## Requirement 1
In the opinion excerpt on tax foreclosures and Tyler, what did the Nebraska Supreme Court find that private lienholders qualified as when they obtained a tax deed?
## Requirement 2
Write the next part of the opinion excerpt on tax foreclosures and Tyler, picking up from its final line.

Other recent rulings have applied Tyler in similar situations. In 2022,
the Nebraska Supreme Court initially upheld a tax certificate scheme that
allowed private lienholders to obtain title to tax-delinquent properties. Cont’l
Res. v. Fair (Fair I), 971 N.W.2d 313, 316 (Neb. 2022). The Court’s ruling,
among other things, rejected a claim that the homeowners were entitled to
compensation for surplus equity in their property under the Takings Clause.
Id. at 323-26. Shortly after Tyler was issued, the United States Supreme Court
granted certiorari in Fair I, vacated the judgment, and remanded the case “for
further consideration in light of Tyler.” 143 S. Ct. 2580 (2023).
On remand, the Nebraska Supreme Court reaffirmed its earlier
conclusion that the issuance of a tax deed was not for a private purpose. Fair
II, 10 N.W.3d at 517. But the Court reconsidered its finding that homeowners
were not entitled to just compensation. Id. at 518. In a detailed opinion, the
32 Court found that homeowners had a protected property interest in the surplus
value of their foreclosed property beyond the tax debt. Ibid. The Court also
found that private lienholders qualified as state actors when they “obtained a
tax deed to . . . property” in light of their “joint action with governmental
entities.” Id. at 522. As a result, the Court concluded that the private
lienholder in the case “was not entitled to judgment” on the homeowner’s
“claim for just compensation under the Takings Clause.” Id. at 526.
On the same day the Nebraska Supreme Court decided Fair II, it also
issued a ruling in Nieveen v. TAX 106, 10 N.W.3d 365 (Neb. 2024). The
United States Supreme Court had earlier vacated and remanded Nieveen in
light of Tyler. 143 S. Ct. 2580 (2023).
Nieveen likewise involved a Takings Clause challenge to the issuance of
a tax deed under Nebraska’s statutory scheme. Relying heavily on its analysis
in Fair II, the Nebraska Supreme Court held that the homeowner had
adequately alleged a violation of her Fifth Amendment rights. 10 N.W.3d at
370-71.
VII.
We hold that the version of the TSL in effect before 2024 runs counter to
the principles outlined in Tyler and violates the Takings Clause of the Fifth
Amendment.
33 The Takings Clause, by its very terms, is designed to prevent the taking
of “private property . . . for public use, without just compensation.” U.S.

## Extracted information

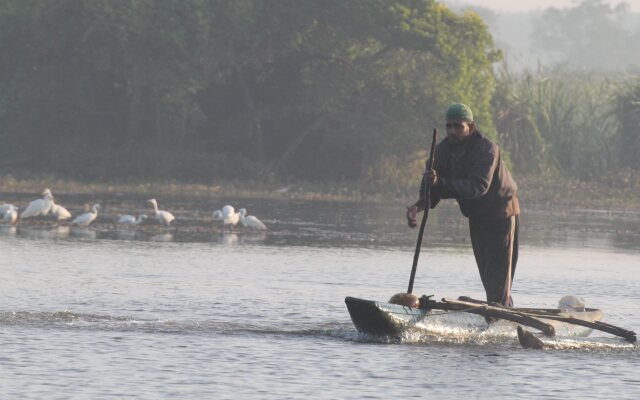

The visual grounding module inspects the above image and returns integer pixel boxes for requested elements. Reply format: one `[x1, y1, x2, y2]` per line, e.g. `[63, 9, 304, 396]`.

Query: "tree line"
[0, 0, 640, 186]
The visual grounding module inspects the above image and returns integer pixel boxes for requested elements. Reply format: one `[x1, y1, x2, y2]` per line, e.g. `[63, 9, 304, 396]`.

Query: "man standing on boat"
[407, 103, 520, 307]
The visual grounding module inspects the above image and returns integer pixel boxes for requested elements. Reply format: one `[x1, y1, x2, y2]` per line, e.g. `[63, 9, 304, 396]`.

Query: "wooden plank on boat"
[518, 325, 544, 350]
[435, 299, 556, 336]
[458, 296, 637, 343]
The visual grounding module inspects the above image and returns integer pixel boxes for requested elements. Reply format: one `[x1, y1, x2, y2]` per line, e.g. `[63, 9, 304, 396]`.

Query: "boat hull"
[345, 297, 603, 336]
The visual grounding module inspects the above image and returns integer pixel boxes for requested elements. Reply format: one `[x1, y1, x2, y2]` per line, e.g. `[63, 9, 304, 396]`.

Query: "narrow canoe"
[345, 297, 604, 336]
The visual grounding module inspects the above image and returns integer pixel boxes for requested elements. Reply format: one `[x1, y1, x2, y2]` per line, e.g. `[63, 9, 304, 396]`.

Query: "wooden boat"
[345, 296, 636, 342]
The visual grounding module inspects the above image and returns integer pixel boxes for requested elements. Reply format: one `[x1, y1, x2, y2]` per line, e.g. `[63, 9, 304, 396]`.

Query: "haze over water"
[0, 199, 640, 399]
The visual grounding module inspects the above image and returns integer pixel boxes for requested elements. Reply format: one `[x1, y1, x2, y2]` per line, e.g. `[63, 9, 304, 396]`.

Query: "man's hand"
[407, 205, 418, 228]
[424, 169, 438, 186]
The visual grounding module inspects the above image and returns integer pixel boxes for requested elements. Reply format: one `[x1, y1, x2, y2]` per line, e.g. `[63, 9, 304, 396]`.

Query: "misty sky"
[460, 0, 640, 12]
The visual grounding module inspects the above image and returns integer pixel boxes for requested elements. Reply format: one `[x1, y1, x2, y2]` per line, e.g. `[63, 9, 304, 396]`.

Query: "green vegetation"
[0, 0, 500, 183]
[0, 0, 640, 209]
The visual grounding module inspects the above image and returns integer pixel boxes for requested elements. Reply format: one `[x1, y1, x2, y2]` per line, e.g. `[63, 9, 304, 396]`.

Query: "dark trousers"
[469, 215, 519, 307]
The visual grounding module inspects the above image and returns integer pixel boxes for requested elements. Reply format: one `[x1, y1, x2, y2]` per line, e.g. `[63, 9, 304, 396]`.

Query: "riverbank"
[0, 174, 640, 213]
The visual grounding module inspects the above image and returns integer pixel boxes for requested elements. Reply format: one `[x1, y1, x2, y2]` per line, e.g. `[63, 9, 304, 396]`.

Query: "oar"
[407, 129, 438, 293]
[458, 296, 637, 343]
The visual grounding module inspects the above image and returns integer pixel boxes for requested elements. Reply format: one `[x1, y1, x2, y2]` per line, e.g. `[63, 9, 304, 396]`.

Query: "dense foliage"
[0, 0, 500, 187]
[0, 0, 640, 189]
[493, 68, 640, 179]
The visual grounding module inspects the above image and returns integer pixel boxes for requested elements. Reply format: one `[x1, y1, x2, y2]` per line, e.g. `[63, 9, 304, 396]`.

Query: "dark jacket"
[420, 130, 520, 218]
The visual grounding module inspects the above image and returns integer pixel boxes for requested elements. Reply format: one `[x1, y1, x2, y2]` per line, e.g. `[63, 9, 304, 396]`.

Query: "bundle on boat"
[345, 296, 636, 343]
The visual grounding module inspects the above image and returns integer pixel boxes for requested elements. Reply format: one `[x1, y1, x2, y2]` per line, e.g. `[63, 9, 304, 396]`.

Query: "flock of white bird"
[0, 189, 267, 230]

## Output 1
State actors, because of their joint action with governmental entities.

## Output 2
Const. amend. V. As a result, lienholders are entitled to recover debts they are
owed -- the value of tax sales certificates they purchased at public auction
along with interest and related costs. But they are not entitled to surplus
equity in property that exceeds that amount. To the extent the prior version of
the TSL deviates from those principles, it does not survive constitutional
scrutiny. Property owners challenging a tax foreclosure on direct review
therefore have a plausible claim for the value of property taken from them
beyond the debt they owe.
Because we resolve this case based on the Fifth Amendment, which
applies to the States through the Fourteenth Amendment, we need not consider
whether different language in the State Constitution provides greater
protection to property owners. See N.J. Const. art. I, ¶ 20. 4
4 Amici raise other arguments that this case does not present. For that reason, we do not address them. See O’Driscoll, 215 N.J. at 479. Specifically, we make no finding about whether today’s ruling extends to in rem foreclosures of abandoned property -- an issue the Attorney General, citing Texaco, Inc. v. Short, 454 U.S. 516 (1982), has raised. Nor do we address the Attorney General’s thoughtful argument that the entity that forecloses and takes surplus equity should be required to pay any just compensation due, rather than a “non-foreclosing” municipality. Finally, we decline to address Invest Newark’s request that the Court adopt a rebuttable presumption that no equity exists in vacant, abandoned, or deteriorating properties. Those issues are best resolved in later disputes among adverse parties. 34 VIII.
For the reasons outlined above, we affirm as modified the judgment of
the Appellate Division.
JUSTICES PATTERSON, WAINER APTER, FASCIALE, and NORIEGA join in CHIEF JUSTICE RABNER’s opinion. JUSTICE PIERRE- LOUIS did not participate.